### Problem description
Taking the line containing "Can you spot the brown" as the first and the last line of the entries as the end, reproduce every line between them exactly, including both.

### Data to process

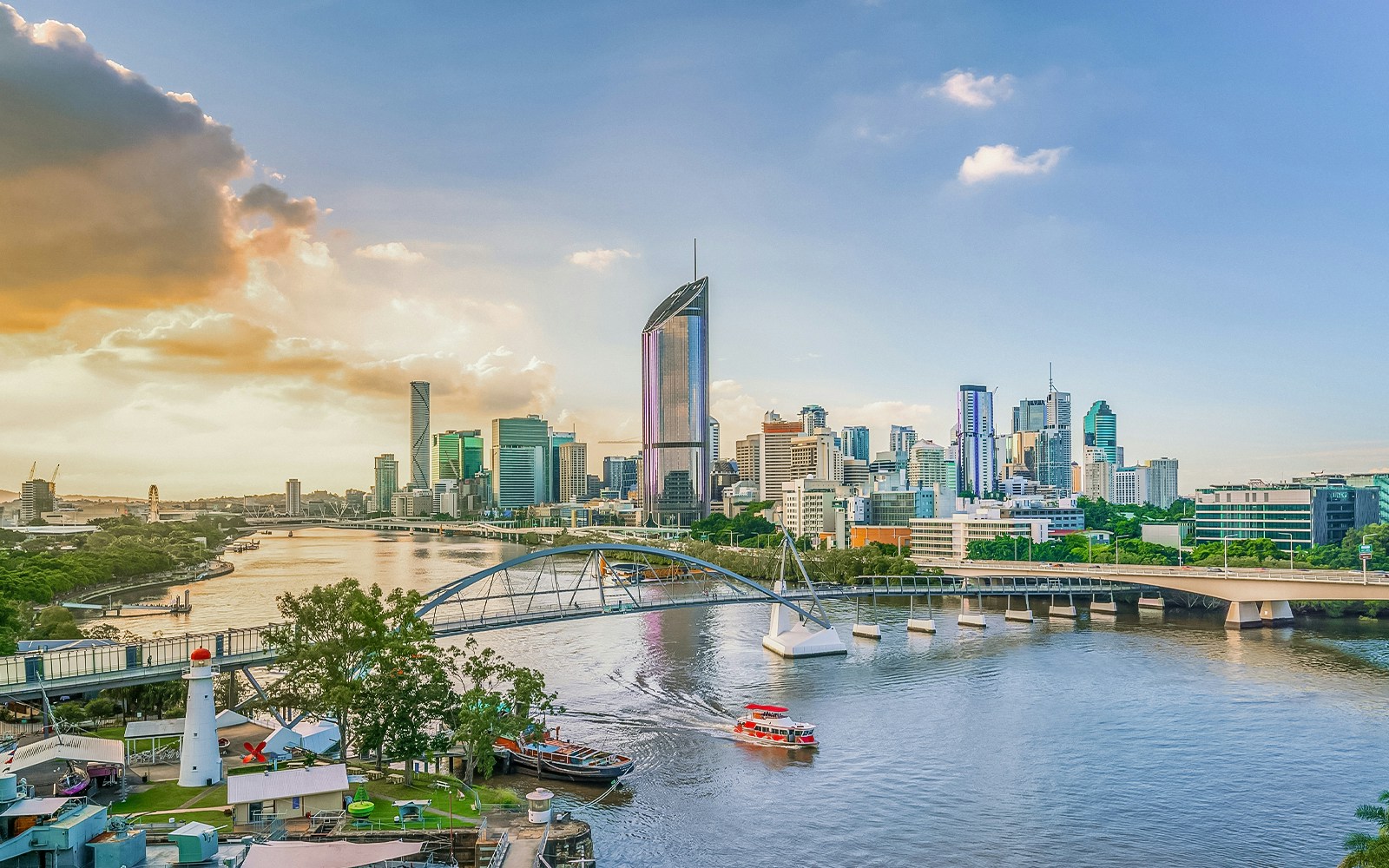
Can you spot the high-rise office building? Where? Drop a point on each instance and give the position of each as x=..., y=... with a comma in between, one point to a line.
x=1162, y=483
x=813, y=417
x=456, y=455
x=854, y=442
x=747, y=453
x=1102, y=431
x=520, y=462
x=574, y=472
x=420, y=435
x=620, y=474
x=900, y=437
x=774, y=458
x=675, y=449
x=978, y=467
x=35, y=499
x=388, y=481
x=1055, y=442
x=557, y=439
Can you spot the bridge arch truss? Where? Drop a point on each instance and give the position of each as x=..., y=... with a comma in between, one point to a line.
x=589, y=581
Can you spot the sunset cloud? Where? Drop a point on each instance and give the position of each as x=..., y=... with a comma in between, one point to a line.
x=391, y=252
x=124, y=189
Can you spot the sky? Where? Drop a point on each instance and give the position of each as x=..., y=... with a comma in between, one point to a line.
x=231, y=233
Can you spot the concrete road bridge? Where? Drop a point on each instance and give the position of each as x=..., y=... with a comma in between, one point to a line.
x=603, y=580
x=1256, y=596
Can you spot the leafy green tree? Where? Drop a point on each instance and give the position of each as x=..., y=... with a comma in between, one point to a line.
x=1365, y=851
x=403, y=692
x=330, y=641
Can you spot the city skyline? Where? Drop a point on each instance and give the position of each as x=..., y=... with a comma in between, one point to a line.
x=298, y=303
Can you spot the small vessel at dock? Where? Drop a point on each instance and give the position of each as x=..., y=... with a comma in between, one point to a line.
x=773, y=726
x=555, y=757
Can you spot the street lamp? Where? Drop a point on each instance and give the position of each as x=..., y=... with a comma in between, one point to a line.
x=1226, y=543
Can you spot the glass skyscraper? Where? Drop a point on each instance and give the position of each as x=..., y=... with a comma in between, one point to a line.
x=420, y=435
x=675, y=449
x=1102, y=431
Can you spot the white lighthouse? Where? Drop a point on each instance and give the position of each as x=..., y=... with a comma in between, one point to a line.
x=201, y=761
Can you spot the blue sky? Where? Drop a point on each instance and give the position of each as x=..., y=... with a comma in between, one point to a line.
x=1205, y=249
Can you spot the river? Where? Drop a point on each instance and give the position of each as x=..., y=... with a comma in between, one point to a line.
x=1156, y=740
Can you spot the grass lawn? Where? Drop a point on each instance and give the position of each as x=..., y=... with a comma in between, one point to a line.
x=168, y=795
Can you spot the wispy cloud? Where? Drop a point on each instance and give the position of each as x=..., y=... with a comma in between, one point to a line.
x=1000, y=160
x=391, y=252
x=599, y=259
x=970, y=89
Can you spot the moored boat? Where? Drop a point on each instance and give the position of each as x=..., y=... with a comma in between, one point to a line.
x=773, y=726
x=555, y=757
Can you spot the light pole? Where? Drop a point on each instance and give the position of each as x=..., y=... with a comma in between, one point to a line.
x=1226, y=543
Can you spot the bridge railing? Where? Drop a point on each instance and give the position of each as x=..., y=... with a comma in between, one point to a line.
x=55, y=667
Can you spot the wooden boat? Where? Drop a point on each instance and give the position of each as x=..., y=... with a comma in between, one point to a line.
x=553, y=757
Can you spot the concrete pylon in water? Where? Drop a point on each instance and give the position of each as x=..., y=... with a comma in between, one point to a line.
x=201, y=761
x=791, y=635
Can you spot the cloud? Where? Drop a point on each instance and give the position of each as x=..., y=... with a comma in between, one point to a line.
x=969, y=89
x=391, y=252
x=997, y=160
x=601, y=259
x=115, y=194
x=203, y=345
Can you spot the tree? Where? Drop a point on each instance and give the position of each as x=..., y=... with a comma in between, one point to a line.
x=405, y=691
x=1366, y=851
x=330, y=641
x=497, y=699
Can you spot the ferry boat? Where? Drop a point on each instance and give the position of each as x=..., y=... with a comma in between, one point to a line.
x=771, y=726
x=564, y=760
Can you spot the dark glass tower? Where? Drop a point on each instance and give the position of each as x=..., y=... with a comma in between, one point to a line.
x=675, y=450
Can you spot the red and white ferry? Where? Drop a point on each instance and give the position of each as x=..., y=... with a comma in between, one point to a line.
x=770, y=726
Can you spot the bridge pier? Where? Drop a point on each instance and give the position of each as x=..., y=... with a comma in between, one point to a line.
x=969, y=617
x=1275, y=613
x=792, y=636
x=1242, y=617
x=1067, y=611
x=1021, y=615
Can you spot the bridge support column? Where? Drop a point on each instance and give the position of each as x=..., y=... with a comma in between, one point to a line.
x=789, y=636
x=1021, y=615
x=1066, y=613
x=967, y=615
x=1242, y=617
x=1275, y=613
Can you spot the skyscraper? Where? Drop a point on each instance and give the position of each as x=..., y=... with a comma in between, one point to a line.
x=900, y=437
x=1102, y=431
x=1055, y=442
x=675, y=449
x=978, y=467
x=854, y=442
x=520, y=462
x=386, y=477
x=574, y=472
x=420, y=435
x=813, y=417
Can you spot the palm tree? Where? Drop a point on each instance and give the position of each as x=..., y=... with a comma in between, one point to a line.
x=1370, y=851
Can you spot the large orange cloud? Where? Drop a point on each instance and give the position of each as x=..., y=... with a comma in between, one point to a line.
x=115, y=194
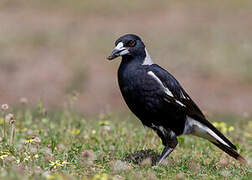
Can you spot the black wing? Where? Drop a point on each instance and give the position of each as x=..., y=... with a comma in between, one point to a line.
x=179, y=95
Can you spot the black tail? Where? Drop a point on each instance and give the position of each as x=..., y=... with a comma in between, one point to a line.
x=230, y=151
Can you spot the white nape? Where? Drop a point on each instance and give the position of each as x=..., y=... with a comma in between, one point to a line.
x=147, y=59
x=167, y=91
x=119, y=46
x=180, y=103
x=198, y=129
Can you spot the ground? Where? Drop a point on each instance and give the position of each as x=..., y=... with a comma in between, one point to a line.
x=70, y=119
x=67, y=145
x=50, y=48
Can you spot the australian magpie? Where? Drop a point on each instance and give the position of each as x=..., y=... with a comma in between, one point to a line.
x=159, y=101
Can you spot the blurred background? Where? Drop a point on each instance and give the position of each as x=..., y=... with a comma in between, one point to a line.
x=50, y=49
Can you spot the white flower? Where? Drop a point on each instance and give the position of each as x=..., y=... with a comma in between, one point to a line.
x=4, y=107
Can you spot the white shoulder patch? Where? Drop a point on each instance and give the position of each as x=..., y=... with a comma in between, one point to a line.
x=167, y=91
x=147, y=59
x=198, y=129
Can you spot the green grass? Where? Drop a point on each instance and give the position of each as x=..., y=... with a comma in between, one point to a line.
x=75, y=146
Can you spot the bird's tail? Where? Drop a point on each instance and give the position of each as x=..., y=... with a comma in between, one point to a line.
x=230, y=151
x=209, y=132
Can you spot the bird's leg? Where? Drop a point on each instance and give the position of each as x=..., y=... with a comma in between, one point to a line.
x=170, y=141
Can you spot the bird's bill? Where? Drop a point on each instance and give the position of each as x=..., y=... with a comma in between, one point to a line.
x=119, y=50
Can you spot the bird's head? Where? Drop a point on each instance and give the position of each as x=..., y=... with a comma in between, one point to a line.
x=128, y=45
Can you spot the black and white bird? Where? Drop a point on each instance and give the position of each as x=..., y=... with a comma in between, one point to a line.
x=159, y=101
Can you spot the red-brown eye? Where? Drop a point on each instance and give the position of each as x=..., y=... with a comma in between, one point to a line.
x=132, y=43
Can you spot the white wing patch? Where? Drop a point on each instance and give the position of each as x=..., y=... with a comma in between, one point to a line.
x=198, y=129
x=147, y=59
x=180, y=103
x=183, y=96
x=167, y=91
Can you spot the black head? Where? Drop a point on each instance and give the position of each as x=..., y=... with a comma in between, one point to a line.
x=128, y=45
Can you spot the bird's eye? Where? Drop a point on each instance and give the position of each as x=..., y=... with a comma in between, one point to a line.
x=132, y=43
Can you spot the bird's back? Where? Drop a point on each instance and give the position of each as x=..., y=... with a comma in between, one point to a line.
x=142, y=95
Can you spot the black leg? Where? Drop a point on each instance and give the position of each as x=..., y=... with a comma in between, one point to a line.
x=167, y=150
x=169, y=140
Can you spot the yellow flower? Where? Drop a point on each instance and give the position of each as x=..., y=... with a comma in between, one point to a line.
x=28, y=141
x=104, y=123
x=230, y=128
x=102, y=176
x=4, y=154
x=250, y=124
x=75, y=131
x=53, y=176
x=248, y=135
x=55, y=164
x=58, y=163
x=1, y=120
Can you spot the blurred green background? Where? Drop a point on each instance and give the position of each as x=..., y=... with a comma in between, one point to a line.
x=49, y=49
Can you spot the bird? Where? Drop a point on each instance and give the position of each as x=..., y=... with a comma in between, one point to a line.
x=159, y=101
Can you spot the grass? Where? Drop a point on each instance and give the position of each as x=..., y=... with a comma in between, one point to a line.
x=67, y=145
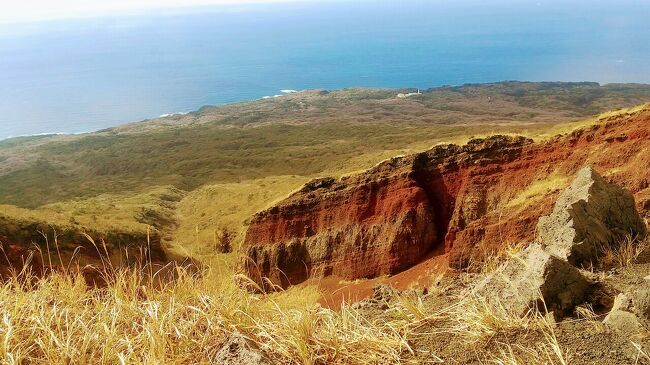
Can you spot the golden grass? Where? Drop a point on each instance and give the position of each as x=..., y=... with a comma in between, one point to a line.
x=187, y=320
x=480, y=320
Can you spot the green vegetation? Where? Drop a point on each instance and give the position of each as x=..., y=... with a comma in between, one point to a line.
x=230, y=161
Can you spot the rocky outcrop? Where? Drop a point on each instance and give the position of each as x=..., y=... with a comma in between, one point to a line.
x=589, y=215
x=460, y=201
x=538, y=279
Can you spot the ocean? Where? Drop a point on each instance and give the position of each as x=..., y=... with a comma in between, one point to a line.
x=72, y=76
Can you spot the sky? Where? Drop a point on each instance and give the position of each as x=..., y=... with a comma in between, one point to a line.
x=40, y=10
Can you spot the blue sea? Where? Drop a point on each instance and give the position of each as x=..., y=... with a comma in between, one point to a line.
x=82, y=75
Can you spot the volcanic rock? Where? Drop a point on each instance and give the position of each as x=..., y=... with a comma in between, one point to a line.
x=535, y=278
x=589, y=215
x=459, y=201
x=239, y=350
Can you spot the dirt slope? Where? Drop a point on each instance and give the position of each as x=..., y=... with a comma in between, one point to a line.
x=462, y=201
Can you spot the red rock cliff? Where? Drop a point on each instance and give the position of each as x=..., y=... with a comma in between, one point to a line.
x=462, y=201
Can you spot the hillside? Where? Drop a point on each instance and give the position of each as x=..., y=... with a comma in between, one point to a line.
x=382, y=242
x=230, y=161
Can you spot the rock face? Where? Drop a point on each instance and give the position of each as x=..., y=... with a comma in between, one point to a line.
x=460, y=201
x=535, y=278
x=589, y=215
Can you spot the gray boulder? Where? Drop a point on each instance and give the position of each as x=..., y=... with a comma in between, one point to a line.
x=587, y=216
x=535, y=278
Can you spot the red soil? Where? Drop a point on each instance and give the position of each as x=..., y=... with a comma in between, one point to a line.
x=456, y=200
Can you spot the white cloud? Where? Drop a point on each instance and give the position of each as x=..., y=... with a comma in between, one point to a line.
x=16, y=11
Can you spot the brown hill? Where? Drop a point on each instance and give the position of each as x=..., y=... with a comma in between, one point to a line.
x=461, y=202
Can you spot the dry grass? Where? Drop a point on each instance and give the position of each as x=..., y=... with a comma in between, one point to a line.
x=625, y=253
x=478, y=320
x=186, y=320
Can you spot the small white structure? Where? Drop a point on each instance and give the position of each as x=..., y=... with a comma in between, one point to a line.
x=400, y=95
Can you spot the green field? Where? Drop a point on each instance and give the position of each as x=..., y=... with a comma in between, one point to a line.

### Exercise response
Can you spot the brown hill? Where? Drop a point on each instance and give the position of each as x=..., y=... with a comma in between, one point to a line.
x=461, y=202
Can you spot the dry grass? Where? Drop a point on each instance and give the position of each as x=..., y=... with a comma in between, one point to a line.
x=625, y=253
x=478, y=320
x=186, y=320
Can you spot the small white structure? Where? Drop a point on each instance and give the position of each as x=..., y=... with a comma in between, one point to a line.
x=400, y=95
Can you spot the green field? Where? Drop a point on each instance and give the position of each as x=..., y=... with a comma in between, one point to a line.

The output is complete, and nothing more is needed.